• **Problem description**
Can you render every line of the records below as a JSON list of strings, one string per line, with blank lines left out?

• **Provided information**

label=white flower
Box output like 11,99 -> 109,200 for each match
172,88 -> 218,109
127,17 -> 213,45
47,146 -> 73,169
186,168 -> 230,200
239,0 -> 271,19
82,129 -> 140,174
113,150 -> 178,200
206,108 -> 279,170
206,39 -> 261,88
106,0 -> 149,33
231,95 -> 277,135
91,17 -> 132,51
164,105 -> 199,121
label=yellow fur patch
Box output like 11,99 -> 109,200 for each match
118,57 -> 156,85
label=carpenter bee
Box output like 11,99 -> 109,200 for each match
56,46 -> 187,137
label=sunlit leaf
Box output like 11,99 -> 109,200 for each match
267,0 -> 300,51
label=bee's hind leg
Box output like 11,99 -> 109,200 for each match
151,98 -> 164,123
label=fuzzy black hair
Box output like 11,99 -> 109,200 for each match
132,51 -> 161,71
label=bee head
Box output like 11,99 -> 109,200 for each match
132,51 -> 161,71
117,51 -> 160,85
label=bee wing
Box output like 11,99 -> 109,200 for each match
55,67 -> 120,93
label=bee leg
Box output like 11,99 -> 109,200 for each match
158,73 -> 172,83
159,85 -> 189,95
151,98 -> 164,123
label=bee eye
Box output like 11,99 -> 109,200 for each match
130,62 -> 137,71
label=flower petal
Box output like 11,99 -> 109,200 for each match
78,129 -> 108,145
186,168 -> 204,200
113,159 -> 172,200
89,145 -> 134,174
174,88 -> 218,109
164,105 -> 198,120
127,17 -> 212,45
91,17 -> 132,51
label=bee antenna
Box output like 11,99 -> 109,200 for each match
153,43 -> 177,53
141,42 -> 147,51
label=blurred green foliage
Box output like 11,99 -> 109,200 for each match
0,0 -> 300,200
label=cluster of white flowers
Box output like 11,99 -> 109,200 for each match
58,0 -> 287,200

• **Answer in full**
[
  "label=white flower",
  "Box output like 11,99 -> 109,200 for each match",
  "172,88 -> 218,109",
  "127,17 -> 213,45",
  "47,146 -> 73,169",
  "186,168 -> 230,200",
  "239,0 -> 271,19",
  "82,129 -> 140,174",
  "113,150 -> 178,200",
  "206,108 -> 279,170",
  "206,39 -> 261,88",
  "106,0 -> 149,33",
  "231,95 -> 277,135",
  "91,17 -> 132,51",
  "164,105 -> 199,121",
  "label=yellow fur patch",
  "Box output like 11,99 -> 109,200 for each match",
  "118,57 -> 156,85",
  "label=carpenter bee",
  "Box output like 11,99 -> 109,200 for each match",
  "56,46 -> 187,137",
  "label=sunlit leaf",
  "Box output like 11,99 -> 109,200 for each match",
  "267,0 -> 300,51",
  "label=bee's hind leg",
  "Box output like 11,99 -> 109,200 for each match",
  "151,98 -> 164,123",
  "label=fuzzy black hair",
  "Box output like 11,99 -> 109,200 for each match",
  "132,51 -> 161,71",
  "label=bee head",
  "Box output like 11,99 -> 109,200 for each match",
  "132,51 -> 161,71",
  "117,51 -> 160,85",
  "label=bee wing",
  "Box output like 11,99 -> 109,200 for each match",
  "55,67 -> 120,93",
  "label=bee leg",
  "Box output like 11,99 -> 109,200 for each match",
  "158,73 -> 172,83",
  "159,85 -> 189,95",
  "151,98 -> 164,123",
  "label=bee eye",
  "Box output like 11,99 -> 109,200 for each match",
  "130,62 -> 137,71",
  "label=flower petal",
  "Box output like 11,99 -> 109,200 for each match",
  "78,129 -> 108,145",
  "186,168 -> 204,200",
  "113,159 -> 172,200",
  "89,145 -> 134,174",
  "174,88 -> 218,109",
  "164,105 -> 198,120",
  "127,17 -> 212,45",
  "91,17 -> 132,51",
  "label=bee antenna",
  "Box output like 11,99 -> 109,200 for each match",
  "153,43 -> 177,53",
  "141,42 -> 147,51",
  "label=blurred green foliage",
  "Box output like 11,99 -> 109,200 for each match",
  "0,0 -> 300,200",
  "label=cluster of white flowers",
  "Box output like 11,99 -> 109,200 for each match",
  "58,0 -> 287,200"
]